In the records below, replace "dark shadow" with "deep shadow" and leave everything else unchanged. Reproduce only the lines from the one containing "Trace the outline of every instance of the dark" through the one containing "M 251 52 L 257".
• • • •
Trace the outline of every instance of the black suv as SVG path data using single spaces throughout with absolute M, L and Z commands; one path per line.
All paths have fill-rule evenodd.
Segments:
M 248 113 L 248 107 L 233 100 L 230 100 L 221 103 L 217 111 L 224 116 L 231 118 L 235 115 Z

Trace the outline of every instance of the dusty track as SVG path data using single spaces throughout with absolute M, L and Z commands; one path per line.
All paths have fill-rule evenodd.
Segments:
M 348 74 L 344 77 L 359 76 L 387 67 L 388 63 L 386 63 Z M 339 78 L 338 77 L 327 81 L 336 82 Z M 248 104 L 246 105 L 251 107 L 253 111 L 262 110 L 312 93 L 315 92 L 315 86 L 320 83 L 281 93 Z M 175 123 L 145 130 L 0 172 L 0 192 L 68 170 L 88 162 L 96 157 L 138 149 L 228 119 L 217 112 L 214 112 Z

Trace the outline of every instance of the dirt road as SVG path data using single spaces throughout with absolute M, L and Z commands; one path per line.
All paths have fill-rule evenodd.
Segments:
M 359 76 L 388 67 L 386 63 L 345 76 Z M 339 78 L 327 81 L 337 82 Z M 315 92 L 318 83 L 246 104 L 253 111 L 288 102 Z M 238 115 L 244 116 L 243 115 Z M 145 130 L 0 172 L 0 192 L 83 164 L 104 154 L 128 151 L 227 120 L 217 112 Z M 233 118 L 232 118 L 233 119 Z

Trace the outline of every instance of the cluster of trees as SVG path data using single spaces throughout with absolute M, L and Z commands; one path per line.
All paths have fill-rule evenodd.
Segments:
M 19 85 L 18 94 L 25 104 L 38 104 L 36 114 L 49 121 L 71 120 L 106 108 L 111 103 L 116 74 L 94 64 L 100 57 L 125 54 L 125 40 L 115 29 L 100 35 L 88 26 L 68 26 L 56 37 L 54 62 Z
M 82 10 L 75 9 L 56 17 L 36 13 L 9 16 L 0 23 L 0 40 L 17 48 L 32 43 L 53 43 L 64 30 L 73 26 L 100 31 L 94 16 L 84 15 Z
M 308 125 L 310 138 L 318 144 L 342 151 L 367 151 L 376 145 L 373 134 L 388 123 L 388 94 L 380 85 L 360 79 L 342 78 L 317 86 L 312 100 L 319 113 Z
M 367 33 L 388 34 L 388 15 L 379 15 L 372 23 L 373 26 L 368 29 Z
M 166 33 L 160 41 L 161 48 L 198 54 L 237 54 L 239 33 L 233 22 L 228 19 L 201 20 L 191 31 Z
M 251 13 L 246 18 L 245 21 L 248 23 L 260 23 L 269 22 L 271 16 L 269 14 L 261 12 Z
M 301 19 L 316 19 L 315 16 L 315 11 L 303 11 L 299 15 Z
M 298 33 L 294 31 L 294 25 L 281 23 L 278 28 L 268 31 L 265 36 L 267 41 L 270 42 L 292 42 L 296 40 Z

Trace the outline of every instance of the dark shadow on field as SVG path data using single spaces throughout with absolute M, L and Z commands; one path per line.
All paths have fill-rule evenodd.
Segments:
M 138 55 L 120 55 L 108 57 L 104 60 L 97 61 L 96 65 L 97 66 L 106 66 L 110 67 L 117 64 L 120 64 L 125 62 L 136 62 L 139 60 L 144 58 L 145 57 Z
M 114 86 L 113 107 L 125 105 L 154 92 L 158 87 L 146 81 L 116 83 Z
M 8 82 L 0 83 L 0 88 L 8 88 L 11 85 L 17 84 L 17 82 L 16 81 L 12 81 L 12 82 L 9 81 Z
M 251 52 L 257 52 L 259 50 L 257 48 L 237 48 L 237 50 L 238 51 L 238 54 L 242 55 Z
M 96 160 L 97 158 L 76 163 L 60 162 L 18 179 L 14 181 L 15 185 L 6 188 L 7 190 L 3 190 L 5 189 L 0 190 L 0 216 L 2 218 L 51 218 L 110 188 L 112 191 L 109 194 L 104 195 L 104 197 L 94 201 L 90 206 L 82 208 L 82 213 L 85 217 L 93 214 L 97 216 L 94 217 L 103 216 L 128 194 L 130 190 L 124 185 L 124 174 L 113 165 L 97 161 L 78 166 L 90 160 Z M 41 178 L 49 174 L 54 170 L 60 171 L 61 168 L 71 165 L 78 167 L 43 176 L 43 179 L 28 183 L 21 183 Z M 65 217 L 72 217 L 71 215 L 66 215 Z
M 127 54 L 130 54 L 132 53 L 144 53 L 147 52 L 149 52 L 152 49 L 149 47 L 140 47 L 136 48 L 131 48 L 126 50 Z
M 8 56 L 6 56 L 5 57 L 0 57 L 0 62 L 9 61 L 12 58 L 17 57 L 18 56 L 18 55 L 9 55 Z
• • • •
> ANSWER TO THIS PROBLEM
Trace the outline of every instance of the deep shadow on field as SVG path data using single spaces throughout with absolute M, L and Z commands; one path per line.
All paths have fill-rule evenodd.
Segments:
M 138 55 L 120 55 L 108 57 L 104 60 L 97 61 L 96 65 L 97 66 L 106 66 L 110 67 L 117 64 L 120 64 L 125 62 L 136 62 L 139 60 L 144 58 L 145 57 Z
M 114 86 L 113 107 L 125 105 L 154 92 L 158 87 L 146 81 L 116 83 Z
M 8 82 L 0 83 L 0 88 L 8 88 L 11 85 L 17 84 L 17 82 L 16 81 L 12 81 L 12 82 L 9 81 Z
M 251 52 L 257 52 L 259 50 L 257 48 L 237 48 L 237 50 L 238 51 L 238 54 L 242 55 Z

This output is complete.